**SHORT EXERCISE:**
Reproduce word for word the part of the article on the Kentucky prediction market tax lawsuit that opens with the words containing "House Bill 757" and closes with "operator's transaction fees.".
═══ DOCUMENT ═══
Kentucky Faces Lawsuit Over New Prediction Market Tax

Written by: Jonathan Rodriguez
Published: Tue Jun 16, 2026, 8:00 am ET
Read Time: 5 minutes

industry
A coalition of major prediction market operators has launched a legal challenge against Kentucky's newly approved tax framework for prediction market transactions.
The lawsuit marks the latest chapter in the growing dispute between prediction market platforms and state regulators. It also highlights broader questions about federal oversight, state authority, and the future of sports-related event contracts.
The Coalition for Fair Markets, which includes Kalshi, Crypto.com's North American Derivatives Exchange (Nadex), and QCX, the regulated exchange affiliated with Polymarket, filed suit against the Commonwealth of Kentucky. The group seeks to block a new excise tax that lawmakers approved earlier this year.
House Bill 757 is the core tax bill. Section 71 of HB 757 explicitly establishes the 14.25% excise tax on a prediction market operator's transaction fees.
═══ STORED RECORDS ═══
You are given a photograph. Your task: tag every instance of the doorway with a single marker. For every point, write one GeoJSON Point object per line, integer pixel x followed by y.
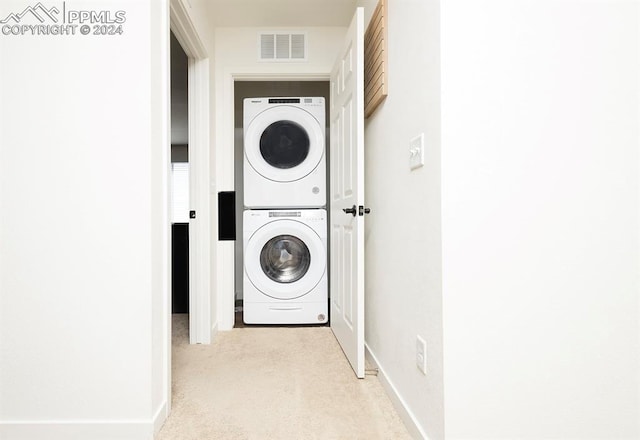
{"type": "Point", "coordinates": [197, 136]}
{"type": "Point", "coordinates": [179, 179]}
{"type": "Point", "coordinates": [260, 89]}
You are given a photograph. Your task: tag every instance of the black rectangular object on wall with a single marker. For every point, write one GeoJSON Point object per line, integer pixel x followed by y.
{"type": "Point", "coordinates": [226, 215]}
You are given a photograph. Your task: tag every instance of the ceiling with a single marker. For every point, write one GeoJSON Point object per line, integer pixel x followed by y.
{"type": "Point", "coordinates": [284, 13]}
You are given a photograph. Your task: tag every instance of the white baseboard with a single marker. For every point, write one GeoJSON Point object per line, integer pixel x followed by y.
{"type": "Point", "coordinates": [76, 430]}
{"type": "Point", "coordinates": [398, 402]}
{"type": "Point", "coordinates": [214, 331]}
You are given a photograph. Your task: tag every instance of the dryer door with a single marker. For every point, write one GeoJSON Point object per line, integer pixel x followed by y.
{"type": "Point", "coordinates": [285, 259]}
{"type": "Point", "coordinates": [284, 143]}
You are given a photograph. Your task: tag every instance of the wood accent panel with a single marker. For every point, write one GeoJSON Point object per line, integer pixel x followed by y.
{"type": "Point", "coordinates": [375, 59]}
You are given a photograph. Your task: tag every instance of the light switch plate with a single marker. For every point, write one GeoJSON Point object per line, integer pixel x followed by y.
═══
**FINAL RESULT:**
House Bill 757 is the core tax bill. Section 71 of HB 757 explicitly establishes the 14.25% excise tax on a prediction market operator's transaction fees.